Artikel »
Beda Keyakinan : Menciptakan Persatuan atau Perpecahan?
Dewasa ini, Indonesia sedang diterjang oleh beberapa konflik yang mempermasalahkan keberagaman di negara kita tercinta ini baik konflik suku, ras, bahkan agama. Padahal negara kita ini dikenal dengan negara yang memiliki semboyan “Bhinneka Tunggal Ika”. Disini, perpecahan menjadi suatu hal yang bertolak belakang, salah satu penyebabnya adalah perbedaan suatu keyakinan. Apakah kalian ingat tentang kasus Fenomena Radikalisme Gerakan ISIS di Indonesia dan Kekristenan di Barat pada masa yang menolak konsep kebebasan beragama atau berkeyakinan? Mengapa itu bisa terjadi? Yuk kita cari tau.....

(Cuplikan data pelabelan lokasi)

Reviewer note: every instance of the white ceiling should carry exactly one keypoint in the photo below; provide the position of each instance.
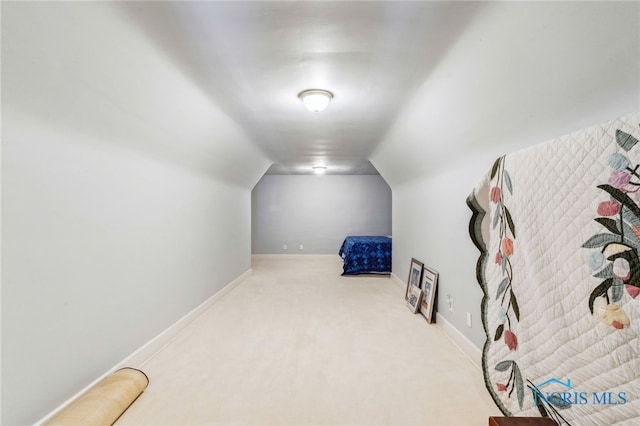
(253, 58)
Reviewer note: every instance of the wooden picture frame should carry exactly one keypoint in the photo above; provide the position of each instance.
(415, 277)
(429, 286)
(415, 298)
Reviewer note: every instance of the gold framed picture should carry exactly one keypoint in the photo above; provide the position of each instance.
(428, 285)
(415, 275)
(414, 299)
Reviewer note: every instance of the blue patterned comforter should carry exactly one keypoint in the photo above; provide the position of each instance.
(366, 255)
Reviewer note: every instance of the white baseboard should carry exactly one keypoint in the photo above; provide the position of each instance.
(459, 340)
(291, 256)
(398, 281)
(147, 351)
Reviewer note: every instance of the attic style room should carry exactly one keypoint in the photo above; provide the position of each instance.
(177, 218)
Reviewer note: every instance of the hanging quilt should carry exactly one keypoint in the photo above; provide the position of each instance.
(558, 228)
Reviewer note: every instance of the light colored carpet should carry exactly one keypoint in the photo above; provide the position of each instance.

Permintaan Tertulis 1 »
Menurut artikel, apa semboyan yang dikenal dimiliki oleh Indonesia?
Permintaan Tertulis 2 »
Tuliskan semua jenis konflik keberagaman yang menurut artikel sedang menerjang Indonesia.

Hasil Latihan 1 »
Bhinneka Tunggal Ika.

Hasil Latihan 2 »
Konflik suku, ras, dan agama.